TASK TO COMPLETE> Return, verbatim, every line from the start of the records through the line containing "x=377 y=291", with that line included.

EXTRACTED INFORMATION>
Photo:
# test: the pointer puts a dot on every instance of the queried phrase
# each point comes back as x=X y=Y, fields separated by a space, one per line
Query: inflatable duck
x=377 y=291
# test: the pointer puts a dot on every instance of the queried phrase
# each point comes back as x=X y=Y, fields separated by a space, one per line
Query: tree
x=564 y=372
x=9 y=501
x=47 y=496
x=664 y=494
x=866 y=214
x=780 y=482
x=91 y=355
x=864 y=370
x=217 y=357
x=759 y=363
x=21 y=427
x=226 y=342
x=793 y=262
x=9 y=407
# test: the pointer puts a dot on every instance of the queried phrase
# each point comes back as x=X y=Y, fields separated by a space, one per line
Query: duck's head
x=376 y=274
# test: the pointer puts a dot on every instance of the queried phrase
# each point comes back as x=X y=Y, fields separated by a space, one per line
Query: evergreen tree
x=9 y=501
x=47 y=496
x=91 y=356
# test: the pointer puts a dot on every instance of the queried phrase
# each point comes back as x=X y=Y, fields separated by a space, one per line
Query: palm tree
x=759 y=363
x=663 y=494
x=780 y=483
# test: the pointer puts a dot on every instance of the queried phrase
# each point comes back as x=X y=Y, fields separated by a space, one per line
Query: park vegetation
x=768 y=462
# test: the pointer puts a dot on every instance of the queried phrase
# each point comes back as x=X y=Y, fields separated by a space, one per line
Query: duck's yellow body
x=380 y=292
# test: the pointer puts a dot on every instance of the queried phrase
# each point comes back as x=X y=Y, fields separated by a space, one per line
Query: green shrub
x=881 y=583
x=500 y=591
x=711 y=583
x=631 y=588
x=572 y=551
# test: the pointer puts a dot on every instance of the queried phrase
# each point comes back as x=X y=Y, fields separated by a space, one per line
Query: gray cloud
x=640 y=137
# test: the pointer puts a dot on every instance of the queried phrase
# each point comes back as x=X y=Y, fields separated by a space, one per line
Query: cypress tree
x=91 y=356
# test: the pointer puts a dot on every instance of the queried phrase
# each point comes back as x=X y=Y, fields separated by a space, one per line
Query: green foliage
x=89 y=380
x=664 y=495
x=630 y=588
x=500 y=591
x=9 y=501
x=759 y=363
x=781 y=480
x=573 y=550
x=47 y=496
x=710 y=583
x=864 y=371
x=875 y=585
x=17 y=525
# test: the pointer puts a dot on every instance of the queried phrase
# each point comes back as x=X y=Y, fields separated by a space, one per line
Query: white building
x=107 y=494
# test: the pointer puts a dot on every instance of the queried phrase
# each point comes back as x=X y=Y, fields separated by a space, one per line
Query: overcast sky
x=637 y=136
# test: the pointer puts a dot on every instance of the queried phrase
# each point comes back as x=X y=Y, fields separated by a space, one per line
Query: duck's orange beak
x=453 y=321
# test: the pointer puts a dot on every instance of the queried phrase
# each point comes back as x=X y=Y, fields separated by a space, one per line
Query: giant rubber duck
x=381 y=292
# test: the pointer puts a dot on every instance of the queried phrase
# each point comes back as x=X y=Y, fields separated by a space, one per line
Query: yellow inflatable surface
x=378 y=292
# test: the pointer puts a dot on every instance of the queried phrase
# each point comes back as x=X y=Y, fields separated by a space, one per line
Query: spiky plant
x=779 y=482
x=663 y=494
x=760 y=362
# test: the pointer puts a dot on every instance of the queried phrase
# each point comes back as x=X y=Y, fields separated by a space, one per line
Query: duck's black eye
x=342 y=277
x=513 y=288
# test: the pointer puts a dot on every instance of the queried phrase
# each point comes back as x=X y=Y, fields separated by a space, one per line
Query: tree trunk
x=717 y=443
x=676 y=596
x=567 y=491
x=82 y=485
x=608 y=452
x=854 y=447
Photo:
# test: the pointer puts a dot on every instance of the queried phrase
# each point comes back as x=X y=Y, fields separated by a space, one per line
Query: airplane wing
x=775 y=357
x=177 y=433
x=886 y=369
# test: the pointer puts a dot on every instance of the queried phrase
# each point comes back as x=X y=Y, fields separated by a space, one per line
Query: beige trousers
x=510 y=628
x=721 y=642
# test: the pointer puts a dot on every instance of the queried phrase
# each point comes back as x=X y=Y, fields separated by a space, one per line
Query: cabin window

RESULT FOR THIS TASK>
Photo:
# test: the pointer puts a dot on every instance of the queried phrase
# each point comes back as x=X y=Y, fields separated by a space, one per line
Query: inflatable duck
x=377 y=291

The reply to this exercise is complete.